*Instructions for the task*. Replace "keypoint" with "marker" in the items from the start up to and including the line with "column 347, row 88", leaving every other word unchanged. Give back only those lines, and leave the pictures out.

——

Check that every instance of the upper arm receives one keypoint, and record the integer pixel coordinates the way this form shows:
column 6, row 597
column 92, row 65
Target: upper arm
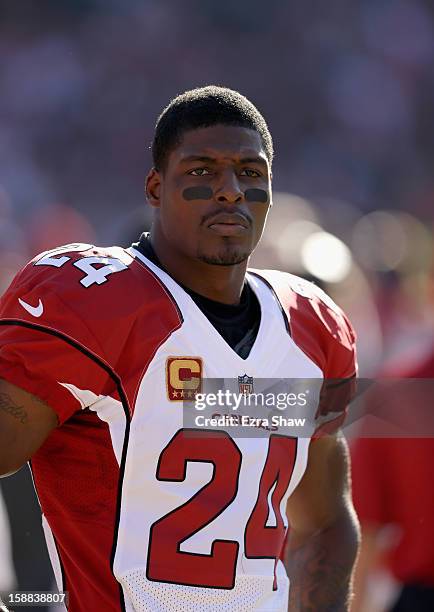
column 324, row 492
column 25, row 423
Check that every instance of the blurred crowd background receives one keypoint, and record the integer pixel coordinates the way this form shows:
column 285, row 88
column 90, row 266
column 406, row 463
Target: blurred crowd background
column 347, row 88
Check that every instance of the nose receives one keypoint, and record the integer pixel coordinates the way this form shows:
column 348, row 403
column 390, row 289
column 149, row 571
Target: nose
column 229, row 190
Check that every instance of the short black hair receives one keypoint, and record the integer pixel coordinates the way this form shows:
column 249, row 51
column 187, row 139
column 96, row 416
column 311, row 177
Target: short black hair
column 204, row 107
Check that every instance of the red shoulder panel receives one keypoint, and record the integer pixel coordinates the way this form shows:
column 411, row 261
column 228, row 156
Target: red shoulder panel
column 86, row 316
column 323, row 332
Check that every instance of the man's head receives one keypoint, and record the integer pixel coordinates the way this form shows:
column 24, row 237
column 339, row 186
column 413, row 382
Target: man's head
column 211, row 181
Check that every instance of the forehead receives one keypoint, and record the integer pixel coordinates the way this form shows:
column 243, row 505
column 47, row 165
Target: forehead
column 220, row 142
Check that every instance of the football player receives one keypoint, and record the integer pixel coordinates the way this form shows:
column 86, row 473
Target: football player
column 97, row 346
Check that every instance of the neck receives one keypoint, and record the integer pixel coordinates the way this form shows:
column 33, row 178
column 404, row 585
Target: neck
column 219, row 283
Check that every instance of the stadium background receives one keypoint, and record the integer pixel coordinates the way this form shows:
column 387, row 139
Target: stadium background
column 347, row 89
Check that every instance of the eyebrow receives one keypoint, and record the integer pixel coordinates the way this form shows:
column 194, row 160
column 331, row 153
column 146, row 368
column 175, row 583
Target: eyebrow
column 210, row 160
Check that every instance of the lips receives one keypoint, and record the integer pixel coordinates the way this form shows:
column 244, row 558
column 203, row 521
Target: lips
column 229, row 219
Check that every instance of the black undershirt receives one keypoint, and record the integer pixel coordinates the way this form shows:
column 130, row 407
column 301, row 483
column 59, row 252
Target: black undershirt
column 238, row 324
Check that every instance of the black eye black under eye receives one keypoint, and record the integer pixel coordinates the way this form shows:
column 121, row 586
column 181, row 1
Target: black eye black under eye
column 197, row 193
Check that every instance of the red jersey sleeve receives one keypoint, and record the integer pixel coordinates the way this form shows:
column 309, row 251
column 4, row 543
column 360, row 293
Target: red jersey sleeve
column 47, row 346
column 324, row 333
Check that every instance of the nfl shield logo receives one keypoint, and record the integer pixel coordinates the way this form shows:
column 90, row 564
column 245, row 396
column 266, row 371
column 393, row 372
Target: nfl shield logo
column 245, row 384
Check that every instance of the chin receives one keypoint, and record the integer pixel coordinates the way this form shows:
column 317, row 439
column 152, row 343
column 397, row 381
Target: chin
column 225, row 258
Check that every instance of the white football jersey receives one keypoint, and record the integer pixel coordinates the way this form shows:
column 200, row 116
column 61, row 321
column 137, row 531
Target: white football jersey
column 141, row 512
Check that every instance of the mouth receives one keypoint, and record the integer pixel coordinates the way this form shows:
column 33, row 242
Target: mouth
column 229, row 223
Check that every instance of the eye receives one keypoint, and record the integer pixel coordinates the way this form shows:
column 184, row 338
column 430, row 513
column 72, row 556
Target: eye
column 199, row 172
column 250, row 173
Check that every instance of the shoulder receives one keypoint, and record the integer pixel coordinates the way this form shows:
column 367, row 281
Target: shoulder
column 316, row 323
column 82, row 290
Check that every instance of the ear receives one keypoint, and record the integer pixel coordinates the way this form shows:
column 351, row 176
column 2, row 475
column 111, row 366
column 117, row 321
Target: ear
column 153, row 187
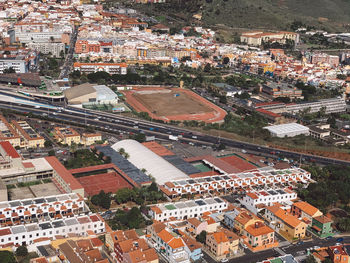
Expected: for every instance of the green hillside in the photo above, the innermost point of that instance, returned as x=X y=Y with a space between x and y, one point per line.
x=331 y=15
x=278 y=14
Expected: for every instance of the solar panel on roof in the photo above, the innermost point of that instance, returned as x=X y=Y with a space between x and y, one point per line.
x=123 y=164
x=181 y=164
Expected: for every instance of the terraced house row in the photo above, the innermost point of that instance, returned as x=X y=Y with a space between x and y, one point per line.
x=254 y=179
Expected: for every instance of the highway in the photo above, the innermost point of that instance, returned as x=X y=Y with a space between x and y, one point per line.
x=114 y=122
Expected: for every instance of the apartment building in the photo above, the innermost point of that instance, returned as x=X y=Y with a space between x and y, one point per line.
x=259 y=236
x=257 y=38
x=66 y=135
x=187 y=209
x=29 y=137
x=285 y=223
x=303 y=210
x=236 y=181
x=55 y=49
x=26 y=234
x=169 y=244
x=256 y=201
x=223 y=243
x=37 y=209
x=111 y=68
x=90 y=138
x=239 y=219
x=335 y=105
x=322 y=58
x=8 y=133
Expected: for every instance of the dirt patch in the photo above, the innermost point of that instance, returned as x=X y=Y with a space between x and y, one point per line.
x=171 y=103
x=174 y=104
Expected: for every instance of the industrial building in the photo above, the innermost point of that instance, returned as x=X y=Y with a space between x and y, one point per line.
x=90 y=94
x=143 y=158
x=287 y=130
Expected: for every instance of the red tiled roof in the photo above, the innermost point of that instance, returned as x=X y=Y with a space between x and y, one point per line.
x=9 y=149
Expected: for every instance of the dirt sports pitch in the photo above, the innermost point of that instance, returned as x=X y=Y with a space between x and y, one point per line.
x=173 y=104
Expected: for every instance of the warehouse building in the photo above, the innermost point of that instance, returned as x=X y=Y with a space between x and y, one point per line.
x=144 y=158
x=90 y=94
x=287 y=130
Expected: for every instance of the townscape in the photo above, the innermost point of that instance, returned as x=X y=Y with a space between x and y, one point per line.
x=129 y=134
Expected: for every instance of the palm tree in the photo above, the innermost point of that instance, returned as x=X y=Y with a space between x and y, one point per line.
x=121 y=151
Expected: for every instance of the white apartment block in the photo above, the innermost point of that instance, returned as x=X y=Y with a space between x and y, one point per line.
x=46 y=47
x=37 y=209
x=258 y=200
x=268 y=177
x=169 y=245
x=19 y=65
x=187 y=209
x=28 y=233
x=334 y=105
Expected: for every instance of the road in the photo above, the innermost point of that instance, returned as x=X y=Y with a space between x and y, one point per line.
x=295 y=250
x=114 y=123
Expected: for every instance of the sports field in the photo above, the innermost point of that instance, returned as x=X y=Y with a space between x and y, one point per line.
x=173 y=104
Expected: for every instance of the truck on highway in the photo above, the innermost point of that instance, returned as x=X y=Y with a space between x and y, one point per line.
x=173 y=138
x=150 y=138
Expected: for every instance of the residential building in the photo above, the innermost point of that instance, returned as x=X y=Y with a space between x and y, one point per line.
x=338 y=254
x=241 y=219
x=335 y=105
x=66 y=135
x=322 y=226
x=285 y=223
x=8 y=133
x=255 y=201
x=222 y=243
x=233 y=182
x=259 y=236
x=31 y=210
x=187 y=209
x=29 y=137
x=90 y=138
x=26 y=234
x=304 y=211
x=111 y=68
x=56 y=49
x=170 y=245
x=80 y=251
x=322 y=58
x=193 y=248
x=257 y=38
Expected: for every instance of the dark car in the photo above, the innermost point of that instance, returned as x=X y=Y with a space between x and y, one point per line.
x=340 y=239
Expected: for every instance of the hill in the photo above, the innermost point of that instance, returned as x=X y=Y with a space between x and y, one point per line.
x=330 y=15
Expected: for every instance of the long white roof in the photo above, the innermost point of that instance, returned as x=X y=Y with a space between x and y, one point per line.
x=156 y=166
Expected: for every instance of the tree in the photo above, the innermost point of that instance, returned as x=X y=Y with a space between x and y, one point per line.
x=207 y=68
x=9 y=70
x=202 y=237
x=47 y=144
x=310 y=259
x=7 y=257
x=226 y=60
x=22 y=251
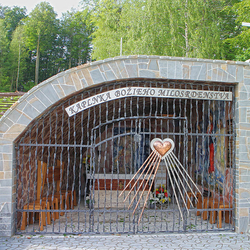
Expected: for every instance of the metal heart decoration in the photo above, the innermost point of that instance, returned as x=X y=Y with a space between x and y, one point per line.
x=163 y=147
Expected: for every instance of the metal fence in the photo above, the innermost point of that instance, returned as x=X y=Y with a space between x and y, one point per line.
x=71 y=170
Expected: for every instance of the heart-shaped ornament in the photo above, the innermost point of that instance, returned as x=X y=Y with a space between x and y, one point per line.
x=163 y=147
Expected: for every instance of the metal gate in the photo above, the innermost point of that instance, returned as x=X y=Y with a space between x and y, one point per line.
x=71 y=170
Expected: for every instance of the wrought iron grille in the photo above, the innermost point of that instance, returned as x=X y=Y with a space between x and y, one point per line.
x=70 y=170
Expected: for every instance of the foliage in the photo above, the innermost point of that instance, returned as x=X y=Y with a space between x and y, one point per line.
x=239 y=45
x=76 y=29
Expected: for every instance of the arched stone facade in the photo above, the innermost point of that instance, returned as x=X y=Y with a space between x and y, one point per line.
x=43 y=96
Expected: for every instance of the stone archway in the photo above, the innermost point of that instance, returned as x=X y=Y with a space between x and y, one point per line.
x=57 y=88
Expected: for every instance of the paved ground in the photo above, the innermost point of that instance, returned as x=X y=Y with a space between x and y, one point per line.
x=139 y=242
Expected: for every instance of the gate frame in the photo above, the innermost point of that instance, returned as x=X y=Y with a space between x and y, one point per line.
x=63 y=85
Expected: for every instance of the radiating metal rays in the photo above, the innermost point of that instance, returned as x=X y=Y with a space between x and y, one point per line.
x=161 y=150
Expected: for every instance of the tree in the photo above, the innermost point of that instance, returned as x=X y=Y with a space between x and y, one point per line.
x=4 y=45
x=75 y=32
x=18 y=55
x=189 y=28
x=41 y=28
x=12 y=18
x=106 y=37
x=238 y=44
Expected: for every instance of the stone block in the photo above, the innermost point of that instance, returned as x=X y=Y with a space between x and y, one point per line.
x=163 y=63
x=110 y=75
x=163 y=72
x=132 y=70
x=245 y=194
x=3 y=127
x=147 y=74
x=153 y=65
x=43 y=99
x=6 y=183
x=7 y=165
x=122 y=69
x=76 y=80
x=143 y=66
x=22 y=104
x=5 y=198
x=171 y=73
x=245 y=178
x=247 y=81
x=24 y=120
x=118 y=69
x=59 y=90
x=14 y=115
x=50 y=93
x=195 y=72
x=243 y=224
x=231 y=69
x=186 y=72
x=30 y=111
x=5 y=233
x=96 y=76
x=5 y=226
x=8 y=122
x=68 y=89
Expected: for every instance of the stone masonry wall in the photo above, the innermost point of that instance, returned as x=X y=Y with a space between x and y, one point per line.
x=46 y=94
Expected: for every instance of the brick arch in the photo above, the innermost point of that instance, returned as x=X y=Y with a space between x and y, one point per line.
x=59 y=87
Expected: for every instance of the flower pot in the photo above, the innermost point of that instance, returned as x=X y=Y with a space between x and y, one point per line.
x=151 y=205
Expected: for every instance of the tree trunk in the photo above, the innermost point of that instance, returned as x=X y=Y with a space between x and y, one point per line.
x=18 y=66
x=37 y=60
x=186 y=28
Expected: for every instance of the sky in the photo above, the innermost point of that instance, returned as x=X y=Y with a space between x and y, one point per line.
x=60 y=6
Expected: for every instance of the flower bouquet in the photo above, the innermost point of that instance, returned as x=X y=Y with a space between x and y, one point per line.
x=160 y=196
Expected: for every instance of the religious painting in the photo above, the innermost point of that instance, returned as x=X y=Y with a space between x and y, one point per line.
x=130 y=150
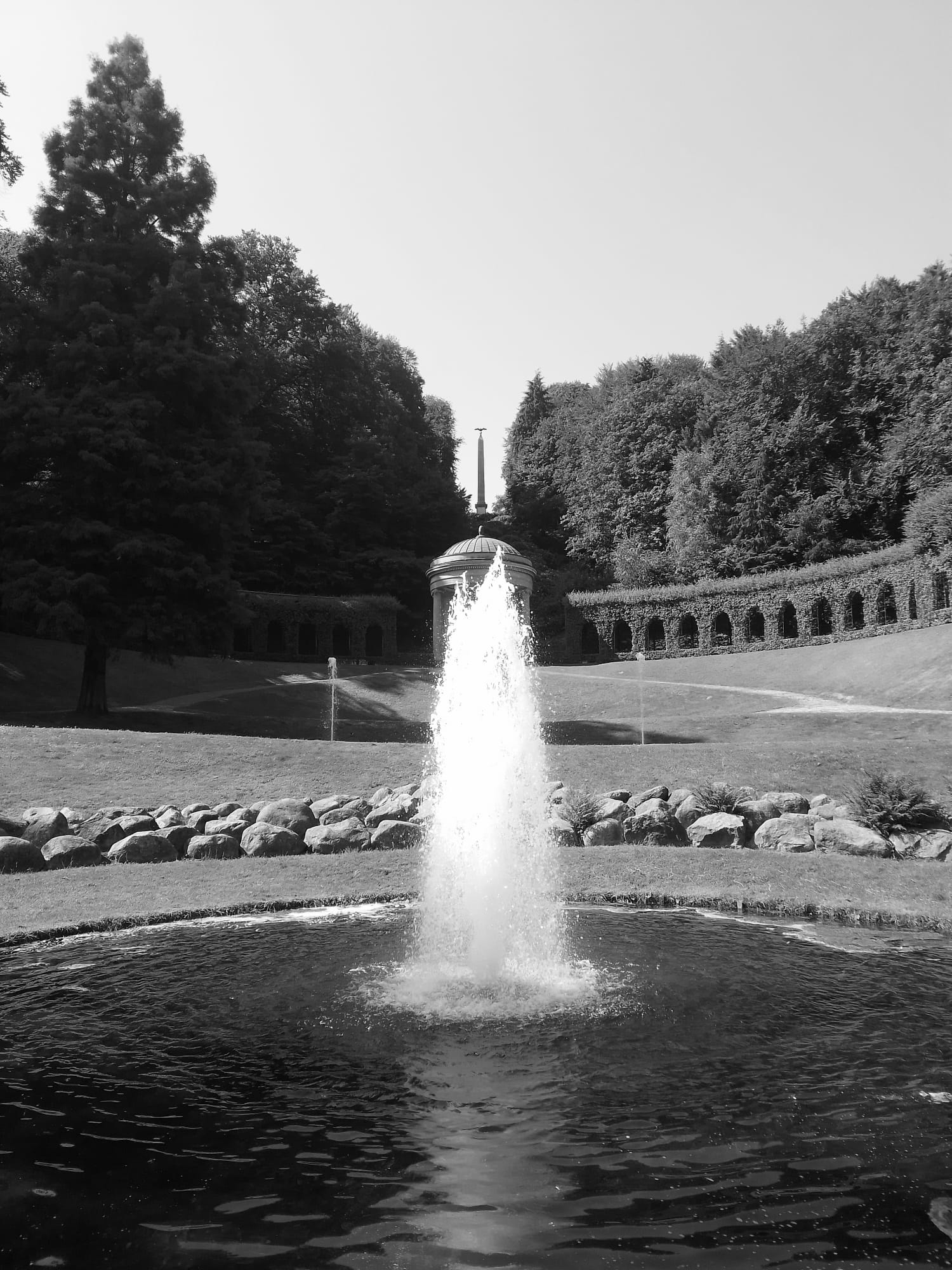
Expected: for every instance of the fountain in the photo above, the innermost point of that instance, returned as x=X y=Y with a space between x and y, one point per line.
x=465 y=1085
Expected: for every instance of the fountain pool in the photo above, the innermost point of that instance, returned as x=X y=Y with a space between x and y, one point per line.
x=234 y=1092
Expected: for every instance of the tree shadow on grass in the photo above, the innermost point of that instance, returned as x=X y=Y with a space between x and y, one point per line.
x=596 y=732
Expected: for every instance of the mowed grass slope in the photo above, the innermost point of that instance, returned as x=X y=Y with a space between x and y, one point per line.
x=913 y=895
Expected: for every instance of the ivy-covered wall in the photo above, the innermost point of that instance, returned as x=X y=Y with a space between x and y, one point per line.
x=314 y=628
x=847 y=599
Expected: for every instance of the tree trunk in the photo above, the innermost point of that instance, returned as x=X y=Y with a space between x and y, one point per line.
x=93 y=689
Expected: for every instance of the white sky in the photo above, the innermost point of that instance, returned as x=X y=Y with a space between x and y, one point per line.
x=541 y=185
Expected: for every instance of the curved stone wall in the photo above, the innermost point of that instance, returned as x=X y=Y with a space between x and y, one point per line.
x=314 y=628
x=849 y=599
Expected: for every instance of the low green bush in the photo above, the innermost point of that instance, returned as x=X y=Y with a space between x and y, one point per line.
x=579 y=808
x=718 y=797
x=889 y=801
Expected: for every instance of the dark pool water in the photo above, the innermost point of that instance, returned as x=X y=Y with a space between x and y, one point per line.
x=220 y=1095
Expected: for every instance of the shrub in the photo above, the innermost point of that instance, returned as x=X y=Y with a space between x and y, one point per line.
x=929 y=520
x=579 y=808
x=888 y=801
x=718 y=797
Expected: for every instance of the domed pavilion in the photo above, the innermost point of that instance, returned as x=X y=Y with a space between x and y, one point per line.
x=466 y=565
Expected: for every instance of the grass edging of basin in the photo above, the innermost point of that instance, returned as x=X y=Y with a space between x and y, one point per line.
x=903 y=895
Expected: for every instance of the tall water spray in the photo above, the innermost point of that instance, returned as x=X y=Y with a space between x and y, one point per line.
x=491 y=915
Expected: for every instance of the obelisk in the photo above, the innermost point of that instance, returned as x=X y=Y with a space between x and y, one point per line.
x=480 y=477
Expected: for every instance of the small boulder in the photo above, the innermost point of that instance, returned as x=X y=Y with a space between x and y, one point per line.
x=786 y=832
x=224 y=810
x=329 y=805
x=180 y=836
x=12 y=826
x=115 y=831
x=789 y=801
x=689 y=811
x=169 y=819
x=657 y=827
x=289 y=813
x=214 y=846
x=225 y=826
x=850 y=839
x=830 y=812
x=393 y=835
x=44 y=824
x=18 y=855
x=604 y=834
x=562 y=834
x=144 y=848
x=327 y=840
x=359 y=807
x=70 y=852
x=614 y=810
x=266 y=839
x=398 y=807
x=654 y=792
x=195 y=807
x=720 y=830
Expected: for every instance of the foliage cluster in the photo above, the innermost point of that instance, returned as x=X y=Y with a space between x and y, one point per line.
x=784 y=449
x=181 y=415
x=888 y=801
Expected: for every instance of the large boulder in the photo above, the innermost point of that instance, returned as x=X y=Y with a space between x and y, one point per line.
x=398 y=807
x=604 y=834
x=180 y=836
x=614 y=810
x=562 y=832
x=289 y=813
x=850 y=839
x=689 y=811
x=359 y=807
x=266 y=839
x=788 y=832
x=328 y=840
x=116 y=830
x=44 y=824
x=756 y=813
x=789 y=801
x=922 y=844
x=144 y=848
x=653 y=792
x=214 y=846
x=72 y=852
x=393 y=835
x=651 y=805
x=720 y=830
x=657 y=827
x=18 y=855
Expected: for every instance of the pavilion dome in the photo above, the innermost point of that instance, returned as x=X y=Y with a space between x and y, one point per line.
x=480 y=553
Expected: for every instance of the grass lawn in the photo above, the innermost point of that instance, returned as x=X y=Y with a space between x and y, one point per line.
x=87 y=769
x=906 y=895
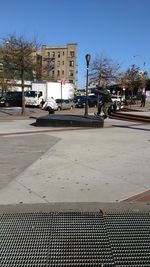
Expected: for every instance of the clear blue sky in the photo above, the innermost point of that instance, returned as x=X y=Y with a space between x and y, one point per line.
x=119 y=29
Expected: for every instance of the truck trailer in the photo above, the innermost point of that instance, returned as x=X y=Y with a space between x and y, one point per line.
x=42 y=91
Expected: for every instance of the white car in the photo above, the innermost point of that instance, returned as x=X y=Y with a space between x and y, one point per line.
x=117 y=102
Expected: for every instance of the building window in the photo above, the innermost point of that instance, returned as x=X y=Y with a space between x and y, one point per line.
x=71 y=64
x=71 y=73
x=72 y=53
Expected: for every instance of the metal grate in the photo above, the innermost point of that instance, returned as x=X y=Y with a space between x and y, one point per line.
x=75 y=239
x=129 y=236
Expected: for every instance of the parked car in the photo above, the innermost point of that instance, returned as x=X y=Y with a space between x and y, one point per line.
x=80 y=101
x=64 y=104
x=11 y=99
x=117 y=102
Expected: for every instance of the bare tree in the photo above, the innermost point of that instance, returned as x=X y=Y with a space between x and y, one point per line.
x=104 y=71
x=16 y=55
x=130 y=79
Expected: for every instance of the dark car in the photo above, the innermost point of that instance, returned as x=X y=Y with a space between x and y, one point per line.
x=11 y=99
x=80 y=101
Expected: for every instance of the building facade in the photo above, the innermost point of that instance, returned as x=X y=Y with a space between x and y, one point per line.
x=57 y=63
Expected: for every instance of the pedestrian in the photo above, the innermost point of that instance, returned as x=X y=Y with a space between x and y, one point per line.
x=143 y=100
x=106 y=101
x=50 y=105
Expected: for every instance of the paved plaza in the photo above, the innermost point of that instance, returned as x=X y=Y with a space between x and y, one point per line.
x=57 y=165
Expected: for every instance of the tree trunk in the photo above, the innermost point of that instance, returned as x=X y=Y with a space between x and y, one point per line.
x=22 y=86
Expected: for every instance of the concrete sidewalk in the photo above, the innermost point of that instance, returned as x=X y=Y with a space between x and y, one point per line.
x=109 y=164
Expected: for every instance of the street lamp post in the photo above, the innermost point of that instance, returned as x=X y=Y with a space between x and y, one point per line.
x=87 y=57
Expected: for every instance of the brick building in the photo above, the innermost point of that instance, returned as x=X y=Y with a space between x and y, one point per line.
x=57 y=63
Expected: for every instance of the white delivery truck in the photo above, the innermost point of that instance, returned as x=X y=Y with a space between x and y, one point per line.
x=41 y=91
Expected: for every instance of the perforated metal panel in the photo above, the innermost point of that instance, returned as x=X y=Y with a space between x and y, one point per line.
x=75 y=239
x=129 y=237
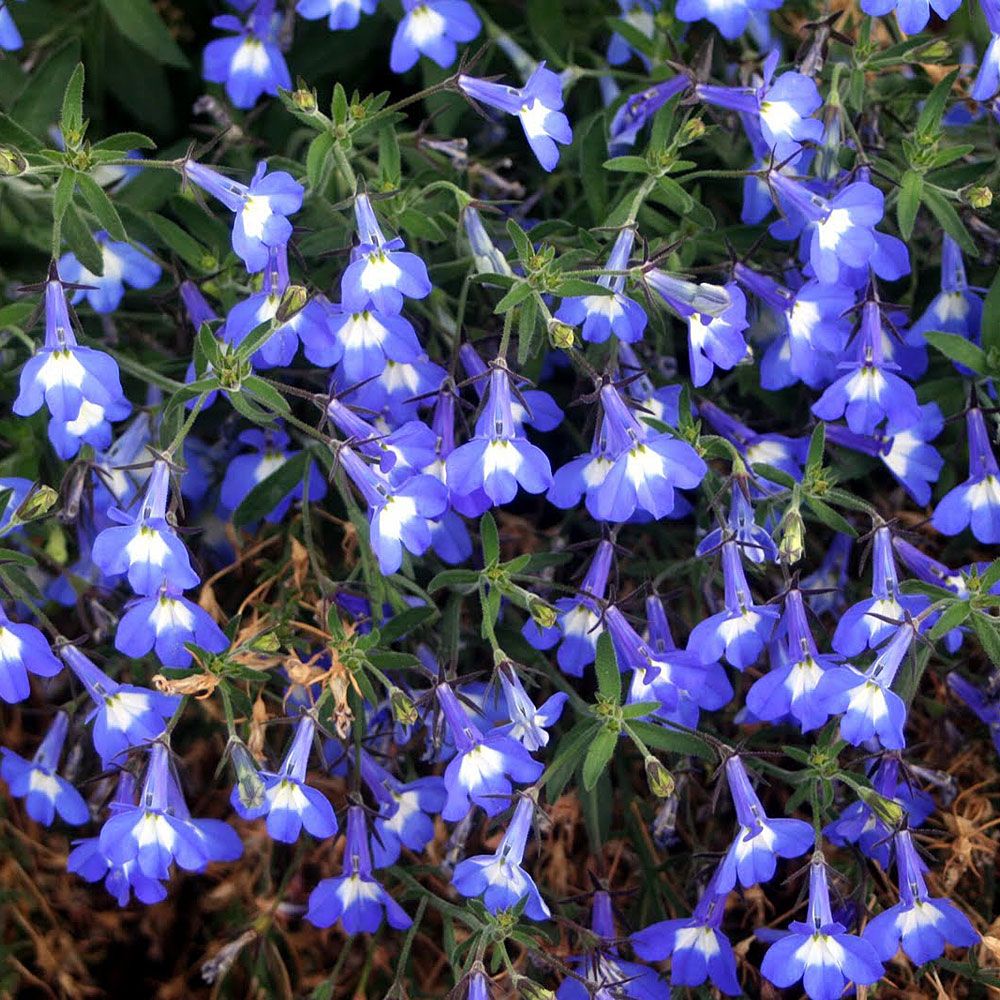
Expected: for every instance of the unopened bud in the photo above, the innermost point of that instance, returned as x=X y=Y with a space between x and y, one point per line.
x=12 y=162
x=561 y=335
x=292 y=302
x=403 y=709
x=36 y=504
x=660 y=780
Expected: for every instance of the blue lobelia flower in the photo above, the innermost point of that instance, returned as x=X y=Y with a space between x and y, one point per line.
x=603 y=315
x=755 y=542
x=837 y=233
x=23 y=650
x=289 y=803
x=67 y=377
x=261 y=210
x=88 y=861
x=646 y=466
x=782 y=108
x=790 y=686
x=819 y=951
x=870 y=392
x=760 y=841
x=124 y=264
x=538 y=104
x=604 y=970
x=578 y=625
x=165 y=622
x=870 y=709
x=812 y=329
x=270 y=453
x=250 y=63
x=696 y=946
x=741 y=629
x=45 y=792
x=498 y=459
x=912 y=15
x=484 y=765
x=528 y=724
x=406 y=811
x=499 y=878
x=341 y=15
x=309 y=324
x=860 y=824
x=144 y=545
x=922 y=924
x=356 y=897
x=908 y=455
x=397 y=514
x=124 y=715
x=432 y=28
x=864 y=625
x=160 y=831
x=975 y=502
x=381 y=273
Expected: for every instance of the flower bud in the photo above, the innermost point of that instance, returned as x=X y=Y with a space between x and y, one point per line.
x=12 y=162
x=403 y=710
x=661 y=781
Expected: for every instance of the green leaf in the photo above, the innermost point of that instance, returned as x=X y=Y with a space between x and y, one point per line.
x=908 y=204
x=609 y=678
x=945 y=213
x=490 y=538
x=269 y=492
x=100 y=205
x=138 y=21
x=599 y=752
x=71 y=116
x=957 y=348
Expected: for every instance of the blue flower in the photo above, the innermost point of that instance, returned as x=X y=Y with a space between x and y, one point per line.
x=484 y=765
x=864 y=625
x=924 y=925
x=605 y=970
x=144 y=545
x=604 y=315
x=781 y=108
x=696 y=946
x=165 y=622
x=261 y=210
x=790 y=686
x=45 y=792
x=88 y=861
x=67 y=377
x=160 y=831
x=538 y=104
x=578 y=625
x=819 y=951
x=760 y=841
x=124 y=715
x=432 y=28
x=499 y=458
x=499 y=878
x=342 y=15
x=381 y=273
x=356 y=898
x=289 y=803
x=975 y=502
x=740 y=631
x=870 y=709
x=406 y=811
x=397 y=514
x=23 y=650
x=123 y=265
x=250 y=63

——

*Result of this exercise*.
Check that every instance of the upper arm receives one marker, and record the integer pixel coordinates the way this form shows:
column 6, row 597
column 92, row 65
Target: upper arm
column 324, row 492
column 25, row 423
Check that every instance of the blurred crowd background receives one marker, and record the integer pixel coordinates the way this form shows:
column 285, row 88
column 90, row 266
column 406, row 463
Target: blurred crowd background
column 347, row 88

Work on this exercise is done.